───── DOKUMENTABSCHNITT
Linux Malware entdecken

Betreibt man einen Server gibt es immer das Risiko sich eine sogenannte Backdoor einzuhandeln.

Ein Werkzeug um seinen Linux Server auf vorhandene Malware zu überwachen ist maldet

Linux Malware Detect (LMD) is a malware scanner for Linux released under the GNU GPLv2 license, that is designed around the threats faced in shared hosted environments. It uses threat data from network edge intrusion detection systems to extract malware that is actively being used in attacks and generates signatures for detection.

 maldet -a /var/www/
 Linux Malware Detect v1.4.2
        (C) 2002-2013, R-fx Networks <proj@r-fx.org>
        (C) 2013, Ryan MacDonald <ryan@r-fx.org>
 inotifywait (C) 2007, Rohan McGovern <rohan@mcgovern.id.au>
 This program may be freely redistributed under the terms of the GNU GPL v2
 maldet(4950): {scan} signatures loaded: 13716 (11815 MD5 / 1901 HEX)
──────────
───── EXTRAHIERTE DATENSÄTZE
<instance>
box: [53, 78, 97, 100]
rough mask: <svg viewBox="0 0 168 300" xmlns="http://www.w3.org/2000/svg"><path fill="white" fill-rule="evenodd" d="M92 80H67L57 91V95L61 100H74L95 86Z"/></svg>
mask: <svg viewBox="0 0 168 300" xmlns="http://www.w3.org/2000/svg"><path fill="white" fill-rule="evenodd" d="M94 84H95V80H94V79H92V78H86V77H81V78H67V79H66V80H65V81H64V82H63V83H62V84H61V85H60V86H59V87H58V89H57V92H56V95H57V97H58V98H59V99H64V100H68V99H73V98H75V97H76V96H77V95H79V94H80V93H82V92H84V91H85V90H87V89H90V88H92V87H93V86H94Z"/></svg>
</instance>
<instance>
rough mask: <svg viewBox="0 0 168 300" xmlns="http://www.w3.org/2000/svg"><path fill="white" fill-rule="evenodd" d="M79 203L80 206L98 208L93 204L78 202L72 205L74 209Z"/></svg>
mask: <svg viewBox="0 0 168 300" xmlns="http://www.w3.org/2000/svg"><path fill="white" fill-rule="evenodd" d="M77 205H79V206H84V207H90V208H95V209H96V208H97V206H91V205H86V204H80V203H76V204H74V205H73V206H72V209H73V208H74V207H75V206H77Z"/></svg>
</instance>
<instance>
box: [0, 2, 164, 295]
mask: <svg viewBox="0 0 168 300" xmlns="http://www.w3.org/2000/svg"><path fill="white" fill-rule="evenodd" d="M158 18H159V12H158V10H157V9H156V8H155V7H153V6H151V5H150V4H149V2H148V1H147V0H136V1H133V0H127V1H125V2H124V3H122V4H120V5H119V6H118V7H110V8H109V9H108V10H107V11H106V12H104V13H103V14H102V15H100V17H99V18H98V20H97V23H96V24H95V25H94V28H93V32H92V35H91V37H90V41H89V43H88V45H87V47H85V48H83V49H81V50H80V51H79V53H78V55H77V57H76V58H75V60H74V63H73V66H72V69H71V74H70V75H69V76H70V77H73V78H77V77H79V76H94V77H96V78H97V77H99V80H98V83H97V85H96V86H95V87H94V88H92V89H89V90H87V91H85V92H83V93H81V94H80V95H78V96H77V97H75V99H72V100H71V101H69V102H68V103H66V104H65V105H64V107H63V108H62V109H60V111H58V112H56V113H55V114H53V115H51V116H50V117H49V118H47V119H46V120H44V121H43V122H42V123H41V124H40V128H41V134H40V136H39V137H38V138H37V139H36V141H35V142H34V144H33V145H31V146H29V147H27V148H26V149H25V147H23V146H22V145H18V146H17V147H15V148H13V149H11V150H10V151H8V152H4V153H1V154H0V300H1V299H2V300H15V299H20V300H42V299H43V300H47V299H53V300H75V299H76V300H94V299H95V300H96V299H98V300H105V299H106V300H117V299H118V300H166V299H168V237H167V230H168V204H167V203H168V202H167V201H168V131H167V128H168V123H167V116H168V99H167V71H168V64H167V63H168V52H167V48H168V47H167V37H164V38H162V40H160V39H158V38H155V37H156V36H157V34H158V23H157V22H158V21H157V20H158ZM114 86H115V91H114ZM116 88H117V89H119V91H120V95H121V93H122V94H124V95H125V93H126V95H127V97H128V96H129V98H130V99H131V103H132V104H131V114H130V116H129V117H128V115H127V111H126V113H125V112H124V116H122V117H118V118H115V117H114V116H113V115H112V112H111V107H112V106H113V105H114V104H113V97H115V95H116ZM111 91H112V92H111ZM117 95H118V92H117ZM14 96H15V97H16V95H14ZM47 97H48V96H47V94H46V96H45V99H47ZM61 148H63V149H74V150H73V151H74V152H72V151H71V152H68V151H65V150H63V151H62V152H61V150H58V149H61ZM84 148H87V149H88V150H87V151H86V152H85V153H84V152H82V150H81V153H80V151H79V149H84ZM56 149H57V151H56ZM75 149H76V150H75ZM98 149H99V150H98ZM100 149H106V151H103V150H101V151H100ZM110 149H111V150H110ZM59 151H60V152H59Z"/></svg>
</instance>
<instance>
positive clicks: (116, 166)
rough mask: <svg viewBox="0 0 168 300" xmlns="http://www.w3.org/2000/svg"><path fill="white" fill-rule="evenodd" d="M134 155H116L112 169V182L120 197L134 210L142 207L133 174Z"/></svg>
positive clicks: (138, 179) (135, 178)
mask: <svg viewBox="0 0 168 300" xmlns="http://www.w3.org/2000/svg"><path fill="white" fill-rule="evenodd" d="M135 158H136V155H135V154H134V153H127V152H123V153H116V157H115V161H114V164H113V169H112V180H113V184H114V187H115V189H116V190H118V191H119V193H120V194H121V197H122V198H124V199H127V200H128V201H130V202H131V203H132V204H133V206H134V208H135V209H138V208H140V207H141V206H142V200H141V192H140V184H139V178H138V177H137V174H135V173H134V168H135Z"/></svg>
──────────
ZU BEANTWORTENDE FRAGEN –
a. Beantworte diese Fragen zum Text über maldet:
(i) Unter welcher Lizenz wird Linux Malware Detect veröffentlicht?
(ii) Welches Verzeichnis wird im gezeigten Befehl durchsucht?
(iii) Wie viele Signaturen werden beim Scan geladen?
b. Gib aus dem Text über maldet alles von „maldet -a /var/www/“ bis hinunter zu „MD5 / 1901 HEX)“ wortgetreu wieder.
c. Setze den Text über maldet dort fort, wo er aufhört.

ANTWORTEN ZUR ÜBUNG –
a.
(i) Unter der GNU GPLv2.
(ii) /var/www/
(iii) 13716 (11815 MD5 / 1901 HEX)

b.
maldet -a /var/www/
 Linux Malware Detect v1.4.2
        (C) 2002-2013, R-fx Networks <proj@r-fx.org>
        (C) 2013, Ryan MacDonald <ryan@r-fx.org>
 inotifywait (C) 2007, Rohan McGovern <rohan@mcgovern.id.au>
 This program may be freely redistributed under the terms of the GNU GPL v2
 maldet(4950): {scan} signatures loaded: 13716 (11815 MD5 / 1901 HEX)

c.
 maldet(4950): {scan} building file list for /var/www/, this might take awhile...
 maldet(4950): {scan} file list completed, found xxx files...
 maldet(4950): {scan} found ClamAV clamscan binary, using as scanner engine...
 maldet(4950): {scan} scan of /var/www/ (xxxx files) in progress...
 maldet(4950): {scan} scan completed on /var/www/: files xxx, malware hits 0, cleaned hits 0
 maldet(4950): {scan} scan report saved, to view run: maldet --report 020215-2011.4950

Wie immer gilt. Ein Baustein neben anderen wie rkhunter, chkrootkit usw.